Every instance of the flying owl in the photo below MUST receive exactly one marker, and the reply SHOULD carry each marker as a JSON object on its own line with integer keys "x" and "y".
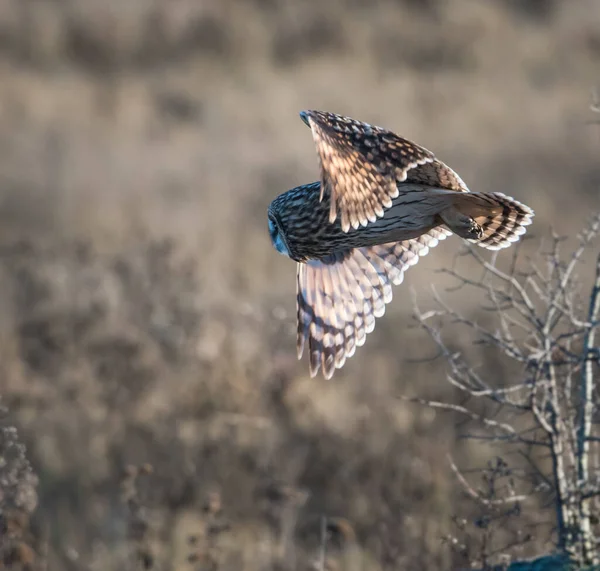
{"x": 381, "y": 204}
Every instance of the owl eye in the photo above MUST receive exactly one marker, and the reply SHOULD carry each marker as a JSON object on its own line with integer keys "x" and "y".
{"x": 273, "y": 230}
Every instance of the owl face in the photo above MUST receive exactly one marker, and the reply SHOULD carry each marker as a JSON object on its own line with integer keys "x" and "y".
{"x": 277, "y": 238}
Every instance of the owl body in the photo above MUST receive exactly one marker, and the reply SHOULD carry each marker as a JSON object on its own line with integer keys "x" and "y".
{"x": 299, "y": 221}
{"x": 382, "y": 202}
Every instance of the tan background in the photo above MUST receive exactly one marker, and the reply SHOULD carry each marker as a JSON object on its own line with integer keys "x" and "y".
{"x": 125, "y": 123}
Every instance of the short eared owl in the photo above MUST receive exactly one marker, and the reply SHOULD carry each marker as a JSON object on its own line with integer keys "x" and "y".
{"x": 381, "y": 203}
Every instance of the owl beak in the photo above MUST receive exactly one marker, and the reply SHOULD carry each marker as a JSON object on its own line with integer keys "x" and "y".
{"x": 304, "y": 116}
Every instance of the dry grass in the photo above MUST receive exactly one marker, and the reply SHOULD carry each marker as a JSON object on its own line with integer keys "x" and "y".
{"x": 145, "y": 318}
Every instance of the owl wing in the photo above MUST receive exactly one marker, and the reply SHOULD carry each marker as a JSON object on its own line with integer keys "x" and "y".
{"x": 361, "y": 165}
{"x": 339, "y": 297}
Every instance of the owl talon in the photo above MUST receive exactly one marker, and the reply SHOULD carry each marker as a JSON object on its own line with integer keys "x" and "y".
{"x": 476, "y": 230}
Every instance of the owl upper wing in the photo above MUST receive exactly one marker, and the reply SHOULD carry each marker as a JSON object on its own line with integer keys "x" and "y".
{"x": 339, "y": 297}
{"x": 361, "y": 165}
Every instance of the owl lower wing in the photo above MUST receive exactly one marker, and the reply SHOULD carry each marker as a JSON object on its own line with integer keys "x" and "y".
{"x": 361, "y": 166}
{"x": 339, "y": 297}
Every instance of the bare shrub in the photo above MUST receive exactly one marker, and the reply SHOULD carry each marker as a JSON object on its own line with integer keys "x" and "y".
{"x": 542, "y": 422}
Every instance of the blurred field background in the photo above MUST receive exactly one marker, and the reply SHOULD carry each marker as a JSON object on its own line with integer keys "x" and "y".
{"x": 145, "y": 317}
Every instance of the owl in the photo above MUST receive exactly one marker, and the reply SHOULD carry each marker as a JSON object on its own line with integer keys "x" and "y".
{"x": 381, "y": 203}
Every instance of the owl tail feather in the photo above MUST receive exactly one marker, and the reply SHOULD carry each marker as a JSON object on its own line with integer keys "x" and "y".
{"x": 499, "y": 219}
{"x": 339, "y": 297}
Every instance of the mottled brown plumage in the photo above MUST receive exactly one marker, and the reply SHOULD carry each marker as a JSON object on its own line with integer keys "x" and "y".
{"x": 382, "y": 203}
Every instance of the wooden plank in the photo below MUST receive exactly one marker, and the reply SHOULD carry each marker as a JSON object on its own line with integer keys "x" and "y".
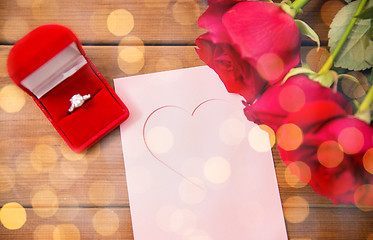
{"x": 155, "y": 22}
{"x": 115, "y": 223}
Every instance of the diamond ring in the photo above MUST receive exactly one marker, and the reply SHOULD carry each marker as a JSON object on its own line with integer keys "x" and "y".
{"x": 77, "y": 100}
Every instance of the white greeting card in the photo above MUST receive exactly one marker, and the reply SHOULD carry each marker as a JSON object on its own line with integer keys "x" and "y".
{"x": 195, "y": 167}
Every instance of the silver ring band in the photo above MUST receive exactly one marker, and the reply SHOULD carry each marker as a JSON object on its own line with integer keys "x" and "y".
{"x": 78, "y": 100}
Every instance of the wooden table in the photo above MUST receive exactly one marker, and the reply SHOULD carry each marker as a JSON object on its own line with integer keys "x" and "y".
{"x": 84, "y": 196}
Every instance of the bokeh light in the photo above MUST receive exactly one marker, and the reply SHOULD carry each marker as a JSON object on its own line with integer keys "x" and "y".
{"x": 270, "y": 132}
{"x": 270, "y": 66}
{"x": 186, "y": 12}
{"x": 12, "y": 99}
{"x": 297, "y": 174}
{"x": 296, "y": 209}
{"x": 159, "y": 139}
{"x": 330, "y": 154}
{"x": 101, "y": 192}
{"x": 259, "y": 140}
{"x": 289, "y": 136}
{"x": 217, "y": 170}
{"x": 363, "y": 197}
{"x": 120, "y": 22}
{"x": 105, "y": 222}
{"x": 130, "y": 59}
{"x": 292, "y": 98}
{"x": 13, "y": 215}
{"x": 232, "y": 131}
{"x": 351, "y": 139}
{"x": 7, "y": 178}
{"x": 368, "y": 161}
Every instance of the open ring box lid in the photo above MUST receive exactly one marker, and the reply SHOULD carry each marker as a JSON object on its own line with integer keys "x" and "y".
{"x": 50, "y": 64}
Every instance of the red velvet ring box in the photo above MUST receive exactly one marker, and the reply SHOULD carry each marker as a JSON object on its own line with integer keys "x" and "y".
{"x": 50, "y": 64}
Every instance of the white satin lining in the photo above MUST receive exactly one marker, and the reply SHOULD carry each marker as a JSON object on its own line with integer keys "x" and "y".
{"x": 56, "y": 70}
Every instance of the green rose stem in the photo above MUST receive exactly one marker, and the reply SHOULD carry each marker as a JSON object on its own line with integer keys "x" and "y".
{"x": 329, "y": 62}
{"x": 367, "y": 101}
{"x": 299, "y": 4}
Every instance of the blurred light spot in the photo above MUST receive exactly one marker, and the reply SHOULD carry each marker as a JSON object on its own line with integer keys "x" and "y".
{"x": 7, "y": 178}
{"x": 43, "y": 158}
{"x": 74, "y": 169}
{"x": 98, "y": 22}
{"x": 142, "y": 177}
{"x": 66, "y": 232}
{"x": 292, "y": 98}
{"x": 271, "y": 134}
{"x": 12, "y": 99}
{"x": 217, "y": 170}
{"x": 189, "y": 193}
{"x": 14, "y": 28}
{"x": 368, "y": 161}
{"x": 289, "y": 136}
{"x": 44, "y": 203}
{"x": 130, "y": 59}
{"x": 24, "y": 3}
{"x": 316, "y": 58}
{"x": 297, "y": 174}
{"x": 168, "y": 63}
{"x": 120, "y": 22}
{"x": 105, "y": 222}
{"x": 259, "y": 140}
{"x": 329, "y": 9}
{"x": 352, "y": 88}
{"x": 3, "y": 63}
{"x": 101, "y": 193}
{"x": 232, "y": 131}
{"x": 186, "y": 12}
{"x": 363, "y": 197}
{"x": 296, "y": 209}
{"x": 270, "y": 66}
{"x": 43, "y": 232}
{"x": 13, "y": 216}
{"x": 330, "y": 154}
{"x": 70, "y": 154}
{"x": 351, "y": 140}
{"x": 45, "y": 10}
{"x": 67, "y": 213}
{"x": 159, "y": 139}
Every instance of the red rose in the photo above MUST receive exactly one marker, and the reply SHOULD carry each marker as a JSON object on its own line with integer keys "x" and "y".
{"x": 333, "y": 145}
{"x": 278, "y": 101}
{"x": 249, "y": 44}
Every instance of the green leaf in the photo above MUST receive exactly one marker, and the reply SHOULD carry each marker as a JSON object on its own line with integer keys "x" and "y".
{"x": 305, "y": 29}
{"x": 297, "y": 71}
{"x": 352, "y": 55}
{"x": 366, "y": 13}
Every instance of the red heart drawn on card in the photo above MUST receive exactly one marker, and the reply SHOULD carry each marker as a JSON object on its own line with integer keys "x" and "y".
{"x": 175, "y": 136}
===============
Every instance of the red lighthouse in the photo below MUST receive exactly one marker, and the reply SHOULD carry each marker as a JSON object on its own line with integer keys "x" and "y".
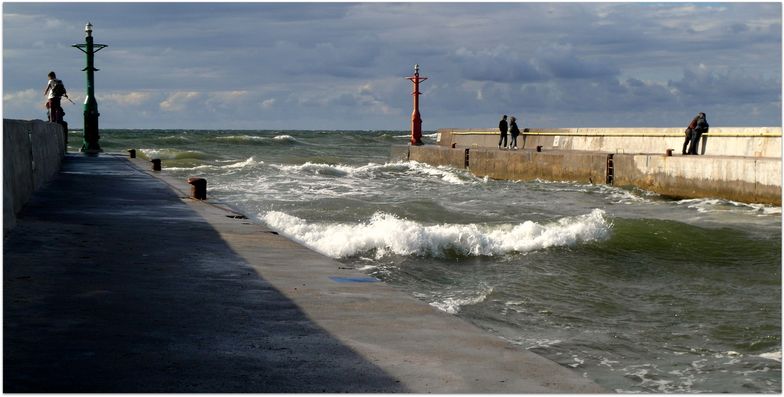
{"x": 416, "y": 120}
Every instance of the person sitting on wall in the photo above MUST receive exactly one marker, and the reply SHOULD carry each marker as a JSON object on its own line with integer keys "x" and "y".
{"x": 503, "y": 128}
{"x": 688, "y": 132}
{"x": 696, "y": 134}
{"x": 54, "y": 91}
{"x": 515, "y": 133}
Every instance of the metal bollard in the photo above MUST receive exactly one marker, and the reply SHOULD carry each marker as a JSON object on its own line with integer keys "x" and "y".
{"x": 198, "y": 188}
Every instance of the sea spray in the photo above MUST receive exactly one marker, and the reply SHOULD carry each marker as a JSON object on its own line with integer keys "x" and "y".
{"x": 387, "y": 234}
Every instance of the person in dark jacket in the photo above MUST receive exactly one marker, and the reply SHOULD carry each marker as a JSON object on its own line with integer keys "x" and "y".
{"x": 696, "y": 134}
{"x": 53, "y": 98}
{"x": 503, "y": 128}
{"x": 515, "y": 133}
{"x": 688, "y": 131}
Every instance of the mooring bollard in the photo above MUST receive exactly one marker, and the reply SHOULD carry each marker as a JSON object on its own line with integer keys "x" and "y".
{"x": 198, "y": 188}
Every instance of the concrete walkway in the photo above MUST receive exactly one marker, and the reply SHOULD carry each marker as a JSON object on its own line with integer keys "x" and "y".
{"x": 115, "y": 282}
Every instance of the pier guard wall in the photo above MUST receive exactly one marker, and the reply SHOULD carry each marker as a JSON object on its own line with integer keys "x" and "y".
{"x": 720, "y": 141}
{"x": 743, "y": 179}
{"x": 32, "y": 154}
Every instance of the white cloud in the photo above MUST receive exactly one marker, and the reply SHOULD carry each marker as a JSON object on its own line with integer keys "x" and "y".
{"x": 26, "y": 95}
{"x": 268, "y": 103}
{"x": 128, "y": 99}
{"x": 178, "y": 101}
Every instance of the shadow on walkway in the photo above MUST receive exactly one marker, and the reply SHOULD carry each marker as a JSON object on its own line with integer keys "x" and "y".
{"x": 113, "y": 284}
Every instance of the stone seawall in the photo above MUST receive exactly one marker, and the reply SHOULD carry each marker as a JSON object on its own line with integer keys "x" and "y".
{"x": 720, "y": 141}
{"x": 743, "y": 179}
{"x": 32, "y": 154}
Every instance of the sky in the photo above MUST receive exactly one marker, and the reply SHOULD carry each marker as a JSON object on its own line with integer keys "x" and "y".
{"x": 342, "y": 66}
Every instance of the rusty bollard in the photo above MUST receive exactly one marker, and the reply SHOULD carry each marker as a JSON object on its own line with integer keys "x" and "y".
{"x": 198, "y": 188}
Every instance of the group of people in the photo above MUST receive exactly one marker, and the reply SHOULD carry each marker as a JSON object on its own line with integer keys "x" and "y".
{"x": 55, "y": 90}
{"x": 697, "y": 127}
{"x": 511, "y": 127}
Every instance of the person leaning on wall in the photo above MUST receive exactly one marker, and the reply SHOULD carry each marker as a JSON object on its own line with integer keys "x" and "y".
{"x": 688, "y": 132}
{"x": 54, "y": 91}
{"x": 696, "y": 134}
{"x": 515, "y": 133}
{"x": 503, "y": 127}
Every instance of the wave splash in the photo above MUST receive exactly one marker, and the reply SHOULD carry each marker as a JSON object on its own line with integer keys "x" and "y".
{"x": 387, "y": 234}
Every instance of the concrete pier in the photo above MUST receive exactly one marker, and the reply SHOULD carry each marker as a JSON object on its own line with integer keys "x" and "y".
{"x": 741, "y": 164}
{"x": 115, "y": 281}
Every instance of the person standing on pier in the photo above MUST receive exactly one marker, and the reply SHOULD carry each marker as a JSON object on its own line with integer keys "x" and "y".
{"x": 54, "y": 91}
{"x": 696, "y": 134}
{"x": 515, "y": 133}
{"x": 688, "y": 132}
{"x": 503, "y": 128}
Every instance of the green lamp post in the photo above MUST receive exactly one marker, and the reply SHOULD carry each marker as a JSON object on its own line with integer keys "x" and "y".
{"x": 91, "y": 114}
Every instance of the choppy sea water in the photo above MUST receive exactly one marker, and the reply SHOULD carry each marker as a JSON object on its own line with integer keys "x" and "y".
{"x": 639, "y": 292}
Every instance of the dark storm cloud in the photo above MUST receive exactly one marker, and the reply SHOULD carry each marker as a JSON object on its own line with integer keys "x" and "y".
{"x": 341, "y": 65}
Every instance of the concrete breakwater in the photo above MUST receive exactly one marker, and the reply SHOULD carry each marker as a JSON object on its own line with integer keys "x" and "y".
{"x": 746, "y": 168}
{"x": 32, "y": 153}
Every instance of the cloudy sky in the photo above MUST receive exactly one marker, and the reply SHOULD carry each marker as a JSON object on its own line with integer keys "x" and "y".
===============
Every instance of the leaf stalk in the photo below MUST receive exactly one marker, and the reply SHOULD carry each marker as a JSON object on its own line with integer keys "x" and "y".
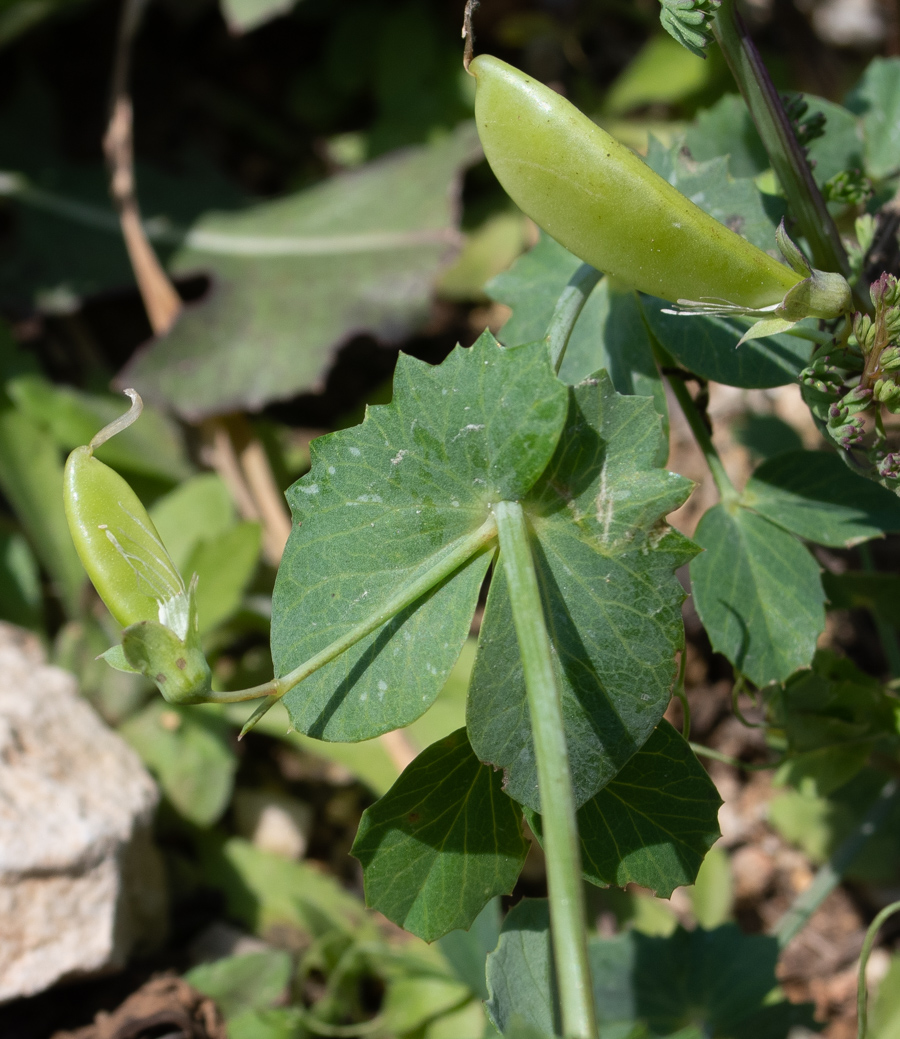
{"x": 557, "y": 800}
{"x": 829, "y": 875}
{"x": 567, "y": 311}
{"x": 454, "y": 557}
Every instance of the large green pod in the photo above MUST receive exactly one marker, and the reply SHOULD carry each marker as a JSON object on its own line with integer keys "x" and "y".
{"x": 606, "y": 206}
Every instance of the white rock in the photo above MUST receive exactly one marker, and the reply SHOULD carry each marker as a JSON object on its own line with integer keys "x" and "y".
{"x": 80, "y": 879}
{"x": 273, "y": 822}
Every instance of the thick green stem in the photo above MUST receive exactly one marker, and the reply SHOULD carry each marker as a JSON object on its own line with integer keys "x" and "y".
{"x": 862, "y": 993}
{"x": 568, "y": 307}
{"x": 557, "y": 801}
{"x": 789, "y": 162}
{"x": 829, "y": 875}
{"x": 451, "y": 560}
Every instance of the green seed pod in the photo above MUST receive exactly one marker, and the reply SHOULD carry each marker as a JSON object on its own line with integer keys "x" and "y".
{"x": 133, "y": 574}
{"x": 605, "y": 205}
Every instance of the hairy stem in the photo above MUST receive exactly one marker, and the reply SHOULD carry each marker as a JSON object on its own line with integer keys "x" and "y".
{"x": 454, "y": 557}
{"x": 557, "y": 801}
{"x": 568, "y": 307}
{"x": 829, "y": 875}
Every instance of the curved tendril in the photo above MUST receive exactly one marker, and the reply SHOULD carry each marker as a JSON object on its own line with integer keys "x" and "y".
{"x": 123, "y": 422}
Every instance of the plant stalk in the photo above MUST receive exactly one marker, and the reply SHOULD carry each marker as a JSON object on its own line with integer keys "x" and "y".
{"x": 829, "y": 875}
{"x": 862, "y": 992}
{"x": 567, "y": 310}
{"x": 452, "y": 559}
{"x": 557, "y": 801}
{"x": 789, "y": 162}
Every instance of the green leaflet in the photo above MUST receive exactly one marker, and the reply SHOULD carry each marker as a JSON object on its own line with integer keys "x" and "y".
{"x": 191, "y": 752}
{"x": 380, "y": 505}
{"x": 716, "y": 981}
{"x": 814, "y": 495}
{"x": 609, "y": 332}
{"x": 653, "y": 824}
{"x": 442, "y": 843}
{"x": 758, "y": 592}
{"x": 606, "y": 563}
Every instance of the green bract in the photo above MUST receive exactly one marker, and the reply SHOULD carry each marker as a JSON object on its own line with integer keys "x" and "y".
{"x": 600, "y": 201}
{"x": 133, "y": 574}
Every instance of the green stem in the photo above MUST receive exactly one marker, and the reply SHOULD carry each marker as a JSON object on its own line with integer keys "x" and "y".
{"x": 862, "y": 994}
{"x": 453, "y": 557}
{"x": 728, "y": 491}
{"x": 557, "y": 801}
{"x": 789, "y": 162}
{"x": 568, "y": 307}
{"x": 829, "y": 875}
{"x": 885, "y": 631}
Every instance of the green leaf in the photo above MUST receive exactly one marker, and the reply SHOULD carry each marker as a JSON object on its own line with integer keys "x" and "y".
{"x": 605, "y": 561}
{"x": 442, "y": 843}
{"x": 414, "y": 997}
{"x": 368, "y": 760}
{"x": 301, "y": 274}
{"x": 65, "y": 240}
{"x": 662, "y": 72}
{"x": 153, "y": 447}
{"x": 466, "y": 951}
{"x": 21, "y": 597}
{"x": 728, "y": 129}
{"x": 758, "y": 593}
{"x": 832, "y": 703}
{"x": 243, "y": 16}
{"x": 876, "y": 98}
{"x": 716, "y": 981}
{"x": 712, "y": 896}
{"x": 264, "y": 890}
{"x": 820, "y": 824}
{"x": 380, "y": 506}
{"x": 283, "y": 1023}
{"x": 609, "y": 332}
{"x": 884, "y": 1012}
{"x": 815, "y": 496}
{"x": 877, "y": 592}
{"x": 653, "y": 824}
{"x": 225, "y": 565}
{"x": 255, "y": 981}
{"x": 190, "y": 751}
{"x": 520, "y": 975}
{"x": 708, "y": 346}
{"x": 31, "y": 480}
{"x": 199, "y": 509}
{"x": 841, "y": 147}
===============
Task objective: Output the lines above between the one holding "Every instance of the concrete pier" and the one holding "Every instance of the cloudy", inclusive, with nothing before or after them.

Task output:
Every instance of the concrete pier in the photo above MUST receive exactly one marker, and the reply SHOULD carry each marker as a JSON object on its own line with integer keys "x" and "y".
{"x": 741, "y": 164}
{"x": 115, "y": 281}
Every instance of the person standing on pier in the photo above MUST receive exactly one marker, and the reply SHOULD carry each marker as a JSON object on its own line with integer keys "x" and "y".
{"x": 54, "y": 91}
{"x": 696, "y": 134}
{"x": 515, "y": 133}
{"x": 688, "y": 132}
{"x": 503, "y": 128}
Every instance of the green lamp post in the photo above MUST receive exactly one marker, and the reply SHOULD carry each marker as a JSON object on its own line with integer keys "x" and "y".
{"x": 91, "y": 114}
Every instance of the choppy sea water in the photo above MUST receive exactly one marker, and the reply SHOULD carry each marker as a JSON object on its own line with integer keys "x" and "y".
{"x": 639, "y": 292}
Every instance of the dark storm cloud in the photo above MUST receive exactly one marker, and the reply SHOULD carry each marker as a JSON object on its own line with integer keys "x" and "y".
{"x": 341, "y": 65}
Every instance of the concrete breakwater in the photo above MUST receive exactly one marker, and the reply SHOULD carry each marker as a JSON object on its own line with integer keys "x" and "y".
{"x": 746, "y": 168}
{"x": 32, "y": 153}
Every instance of the cloudy sky in the photo above MUST receive exactly one marker, and the reply SHOULD carry each marker as a JSON object on its own line with integer keys "x" and "y".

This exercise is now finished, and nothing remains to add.